What follows is a set of records; repeat all of them exactly.

-- INPUT RECORDS start --

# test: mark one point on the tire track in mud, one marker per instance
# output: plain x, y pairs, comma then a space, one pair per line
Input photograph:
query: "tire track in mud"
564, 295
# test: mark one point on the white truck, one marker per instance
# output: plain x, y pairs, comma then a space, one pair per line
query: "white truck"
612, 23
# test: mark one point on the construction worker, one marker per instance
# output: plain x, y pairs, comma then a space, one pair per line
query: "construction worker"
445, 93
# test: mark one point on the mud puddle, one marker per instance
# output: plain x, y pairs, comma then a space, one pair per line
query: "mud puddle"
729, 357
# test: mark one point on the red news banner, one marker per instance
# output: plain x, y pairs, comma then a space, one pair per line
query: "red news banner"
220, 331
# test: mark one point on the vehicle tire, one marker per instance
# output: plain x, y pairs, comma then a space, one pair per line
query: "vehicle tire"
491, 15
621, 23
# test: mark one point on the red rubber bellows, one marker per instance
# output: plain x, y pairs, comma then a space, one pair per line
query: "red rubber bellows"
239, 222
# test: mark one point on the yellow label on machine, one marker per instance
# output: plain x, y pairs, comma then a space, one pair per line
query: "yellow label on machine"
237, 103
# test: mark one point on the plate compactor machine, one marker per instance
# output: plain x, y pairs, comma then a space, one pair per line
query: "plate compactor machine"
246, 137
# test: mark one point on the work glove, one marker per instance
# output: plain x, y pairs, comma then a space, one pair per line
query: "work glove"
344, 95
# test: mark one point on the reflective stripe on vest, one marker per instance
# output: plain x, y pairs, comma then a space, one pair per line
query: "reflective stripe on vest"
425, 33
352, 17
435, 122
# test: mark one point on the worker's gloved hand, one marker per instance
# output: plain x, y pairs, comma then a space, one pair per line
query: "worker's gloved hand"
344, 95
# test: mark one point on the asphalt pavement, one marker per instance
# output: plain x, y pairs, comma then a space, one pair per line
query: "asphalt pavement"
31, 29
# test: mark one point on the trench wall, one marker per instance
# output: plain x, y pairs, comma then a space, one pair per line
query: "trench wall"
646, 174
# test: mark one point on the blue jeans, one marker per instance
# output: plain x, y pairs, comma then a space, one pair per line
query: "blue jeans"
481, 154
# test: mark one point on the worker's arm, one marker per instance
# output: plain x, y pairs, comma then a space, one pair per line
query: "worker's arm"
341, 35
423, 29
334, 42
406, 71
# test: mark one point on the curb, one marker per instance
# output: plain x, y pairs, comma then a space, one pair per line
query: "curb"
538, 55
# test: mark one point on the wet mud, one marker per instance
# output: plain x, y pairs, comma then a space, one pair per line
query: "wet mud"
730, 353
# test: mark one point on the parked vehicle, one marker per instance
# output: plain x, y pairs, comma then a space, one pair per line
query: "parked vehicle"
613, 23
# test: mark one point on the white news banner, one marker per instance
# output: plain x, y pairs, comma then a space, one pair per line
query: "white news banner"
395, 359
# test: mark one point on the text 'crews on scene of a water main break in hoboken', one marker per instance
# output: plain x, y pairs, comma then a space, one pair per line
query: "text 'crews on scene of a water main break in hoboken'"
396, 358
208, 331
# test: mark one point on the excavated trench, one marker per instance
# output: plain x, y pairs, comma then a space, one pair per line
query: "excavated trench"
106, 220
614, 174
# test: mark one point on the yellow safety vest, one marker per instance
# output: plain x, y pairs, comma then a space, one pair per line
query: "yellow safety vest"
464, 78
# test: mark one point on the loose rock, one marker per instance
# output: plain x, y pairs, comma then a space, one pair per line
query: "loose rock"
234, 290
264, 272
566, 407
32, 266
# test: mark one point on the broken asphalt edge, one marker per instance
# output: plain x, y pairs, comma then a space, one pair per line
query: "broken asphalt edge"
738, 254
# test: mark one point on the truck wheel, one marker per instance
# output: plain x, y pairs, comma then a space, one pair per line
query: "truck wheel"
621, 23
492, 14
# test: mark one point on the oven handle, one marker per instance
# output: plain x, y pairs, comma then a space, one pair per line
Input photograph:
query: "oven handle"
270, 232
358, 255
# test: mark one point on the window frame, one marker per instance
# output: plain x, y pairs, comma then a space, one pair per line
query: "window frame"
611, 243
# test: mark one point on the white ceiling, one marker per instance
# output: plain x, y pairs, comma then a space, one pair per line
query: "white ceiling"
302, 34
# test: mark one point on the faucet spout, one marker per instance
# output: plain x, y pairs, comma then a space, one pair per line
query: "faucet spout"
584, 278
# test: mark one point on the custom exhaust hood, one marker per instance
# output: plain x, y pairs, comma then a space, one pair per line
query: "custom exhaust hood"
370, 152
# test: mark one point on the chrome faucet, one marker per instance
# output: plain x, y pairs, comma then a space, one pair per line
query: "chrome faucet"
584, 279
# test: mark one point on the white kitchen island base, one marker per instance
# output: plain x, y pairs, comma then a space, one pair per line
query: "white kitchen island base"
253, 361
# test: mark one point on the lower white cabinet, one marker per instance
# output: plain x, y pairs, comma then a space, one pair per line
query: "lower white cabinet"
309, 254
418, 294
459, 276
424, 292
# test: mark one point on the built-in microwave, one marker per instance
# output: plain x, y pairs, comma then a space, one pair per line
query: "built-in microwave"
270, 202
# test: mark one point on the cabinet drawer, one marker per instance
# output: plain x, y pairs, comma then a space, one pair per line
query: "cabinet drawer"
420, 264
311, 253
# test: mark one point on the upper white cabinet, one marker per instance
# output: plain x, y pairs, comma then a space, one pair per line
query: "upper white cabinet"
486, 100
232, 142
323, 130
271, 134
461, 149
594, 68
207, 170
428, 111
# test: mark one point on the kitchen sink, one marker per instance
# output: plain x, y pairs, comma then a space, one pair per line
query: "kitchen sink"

-- INPUT RECORDS end --

**ANSWER FOR THIS EXERCISE:**
# test: mark one point on the tire track in mud, one marker per instance
# output: plain x, y pairs, comma then a space, one pair per line
Input photograph:
query: "tire track in mud"
564, 295
# test: mark one point on the white truck, one marker per instance
# output: plain x, y pairs, comma then a space, one pair per line
query: "white truck"
612, 23
# test: mark one point on the construction worker, one marker per instance
# output: plain x, y pairs, comma then a space, one pair per line
query: "construction worker"
445, 93
# test: mark one point on the mud puddle, one marker per instance
# output: plain x, y pairs, comma then a space, one pair per line
query: "mud puddle"
729, 357
# test: mark one point on the red news banner, one marker per instance
# output: plain x, y pairs, comma then a space, one pair per line
query: "red news banner"
220, 331
# test: mark one point on the vehicle tire, one marker per instance
# output: plain x, y pairs, comma then a space, one pair per line
query: "vehicle tire"
491, 15
621, 23
# test: mark one point on the red rubber bellows, one marker per instance
# output: plain x, y pairs, comma then a space, one pair per line
query: "red rubber bellows"
239, 222
# test: mark one point on the yellow label on machine, one marker per instance
# output: plain x, y pairs, comma then a space, one pair per line
query: "yellow label on machine"
237, 103
# test: mark one point on the plate compactor machine, one marker per instance
# output: plain x, y pairs, comma then a space, one pair per line
query: "plate compactor machine"
246, 137
# test: mark one point on the work glove, one marker per instance
# output: plain x, y pairs, comma then a space, one pair per line
query: "work glove"
344, 95
# test: mark one point on the reflective stripe on vest, one marker per instance
# output: plain x, y pairs, comma then a space, one pair per line
query: "reflective stripe on vest"
425, 33
352, 17
435, 122
# test: mark one point on the worker's gloved hand, one marker per instance
# output: plain x, y pairs, comma then a space, one pair per line
query: "worker's gloved hand"
344, 95
# test: mark one point on the asphalt pavement, one marker per instance
# output: plain x, y pairs, comma then a space, one pair per line
query: "asphalt pavement"
31, 29
# test: mark one point on the trench wall, one marker per instance
# output: plain x, y pairs, comma then a space, one pair per line
query: "trench wall"
646, 174
# test: mark one point on the blue jeans, one marker per instance
# output: plain x, y pairs, comma then a space, one pair per line
query: "blue jeans"
481, 154
# test: mark one point on the worker's arm, one marker per instance
# output: plain x, y pairs, comma then a space, one pair per line
query: "worker's arm"
341, 35
423, 29
334, 42
406, 71
# test: mark one point on the curb, one marker per instance
# output: plain x, y pairs, comma then a space, one pair per line
query: "curb"
538, 55
# test: mark one point on the wet mud, one marker per instance
# output: plain x, y pairs, comma then a space, one pair per line
query: "wet mud"
730, 353
# test: mark one point on the parked vehicle, one marker per instance
# output: plain x, y pairs, comma then a space, one pair per line
query: "parked vehicle"
613, 23
# test: mark one point on the white news banner, one marker per instance
# output: plain x, y pairs, comma then a space, one pair per line
query: "white news banner"
395, 359
# test: mark one point on the text 'crews on scene of a water main break in hoboken', one marker per instance
# output: plain x, y pairs, comma then a space, one pair per line
query: "text 'crews on scene of a water main break in hoboken'"
396, 358
208, 331
# test: mark one point on the excavated trench, one marker per instance
# output: plain x, y pairs, comma then a space, one pair per line
query: "excavated trench"
106, 220
614, 174
# test: mark one point on the yellow safety vest, one marker per instance
# output: plain x, y pairs, comma then a space, one pair per line
query: "yellow safety vest"
464, 78
# test: mark one point on the loose rock, one marker per instance
# output: plain x, y pairs, comma then a space, one pair per line
query: "loose rock"
234, 290
264, 272
566, 407
32, 266
# test: mark one point on the broken asphalt edge, one marker per instance
# output: plain x, y pairs, comma then a space, one pair per line
query: "broken asphalt edge"
738, 254
# test: mark one point on the truck wheel, one marker per instance
# output: plain x, y pairs, comma then a space, one pair per line
query: "truck wheel"
621, 23
492, 14
# test: mark one point on the oven handle, one marker per instance
# output: plain x, y pairs, comma then a space, one pair per line
Input photograph:
query: "oven handle"
270, 232
358, 255
# test: mark one point on the window frame, one marker per instance
# output: plain x, y pairs, comma then a space, one pair per line
query: "window frame"
611, 243
# test: mark one point on the white ceiling, one marker per instance
# output: plain x, y pairs, comma then a space, one pair per line
query: "white ceiling"
302, 34
# test: mark one point on the faucet spout, one marker per instance
# output: plain x, y pairs, comma then a space, one pair per line
query: "faucet spout"
584, 278
# test: mark one point on the custom exhaust hood, one marker per instance
# output: plain x, y pairs, comma then a space, one pair per line
query: "custom exhaust hood"
370, 152
# test: mark one point on the chrome faucet, one marker per instance
# output: plain x, y pairs, comma then a space, one pair per line
query: "chrome faucet"
584, 279
# test: mark one point on the white kitchen island base, one marker per instance
# output: plain x, y pairs, comma then a space, one pair per line
query: "white kitchen island base"
253, 361
# test: mark one point on the lower white cabinet, one marker per instance
# output: plain x, y pairs, comma then a space, one pair per line
query: "lower white cabinet"
309, 254
418, 294
459, 276
424, 292
# test: mark one point on the built-in microwave, one marker per instance
# output: plain x, y pairs, comma then a space, one pair per line
query: "built-in microwave"
270, 202
# test: mark one point on the cabinet drawer, one marker per instance
# output: plain x, y pairs, comma then a space, one pair per line
query: "cabinet drawer"
420, 264
311, 253
# test: mark one point on the upper white cabinet, one marker per instance
# output: plain x, y pairs, comma then a space, one pair per line
query: "upper white cabinet"
486, 100
232, 142
323, 130
271, 134
461, 149
594, 68
207, 170
428, 111
# test: mark one point on the kitchen sink, one marker per instance
# output: plain x, y pairs, comma then a space, one pair per line
query: "kitchen sink"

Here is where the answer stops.